## Your assignment
Exactly the lines from the one containing "the grass tussock" to the final line below should be output, and no others.
---------- Input data
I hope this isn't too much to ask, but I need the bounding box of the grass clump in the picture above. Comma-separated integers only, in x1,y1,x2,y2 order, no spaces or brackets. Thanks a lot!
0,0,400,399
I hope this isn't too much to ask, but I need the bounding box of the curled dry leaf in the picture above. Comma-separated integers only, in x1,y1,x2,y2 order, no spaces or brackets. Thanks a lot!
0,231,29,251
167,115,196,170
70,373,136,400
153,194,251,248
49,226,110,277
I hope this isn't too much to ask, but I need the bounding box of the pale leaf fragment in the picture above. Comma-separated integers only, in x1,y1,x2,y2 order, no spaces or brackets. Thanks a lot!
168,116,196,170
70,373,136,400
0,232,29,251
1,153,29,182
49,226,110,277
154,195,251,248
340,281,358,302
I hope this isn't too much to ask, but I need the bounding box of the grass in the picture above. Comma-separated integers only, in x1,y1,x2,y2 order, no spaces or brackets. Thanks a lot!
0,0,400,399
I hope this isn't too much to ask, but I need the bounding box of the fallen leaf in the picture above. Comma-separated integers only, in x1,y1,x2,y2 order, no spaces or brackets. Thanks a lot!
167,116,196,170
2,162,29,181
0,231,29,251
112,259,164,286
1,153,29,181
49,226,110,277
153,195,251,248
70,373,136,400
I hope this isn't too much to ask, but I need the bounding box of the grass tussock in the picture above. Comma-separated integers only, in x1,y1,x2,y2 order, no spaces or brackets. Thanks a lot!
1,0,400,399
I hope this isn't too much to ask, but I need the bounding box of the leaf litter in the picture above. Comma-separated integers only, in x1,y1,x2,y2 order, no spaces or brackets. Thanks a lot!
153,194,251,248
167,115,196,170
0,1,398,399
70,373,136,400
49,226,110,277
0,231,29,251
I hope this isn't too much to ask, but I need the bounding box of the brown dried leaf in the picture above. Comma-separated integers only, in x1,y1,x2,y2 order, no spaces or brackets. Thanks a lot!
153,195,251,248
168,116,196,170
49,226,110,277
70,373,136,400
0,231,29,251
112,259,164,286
--------------------
## Response below
I hope this isn't too much to ask, but I need the bounding box of the grass tussock in the picture above. Comma-separated integers only, in x1,y1,x2,y2 order, no spaces or brackets. Thanks a lot!
1,0,400,399
I hope this isn't too much to ask, but I need the bounding box of the leaf litter in the picture above. Comma-separated integers only, in x1,y1,x2,y2 order, no spaces or brackets. Thanks a lot!
153,194,251,248
167,115,196,170
0,1,398,399
70,373,136,400
49,226,110,277
0,231,29,251
I hope this isn't too much to ask, but I need the bounding box of the brown dried leaf in the picture above. Comma-separated integers only, in x1,y1,x2,y2 order, no spaces or brackets. Thanks a lot!
153,195,251,248
168,116,196,170
49,226,110,277
70,373,136,400
0,231,29,251
112,259,164,286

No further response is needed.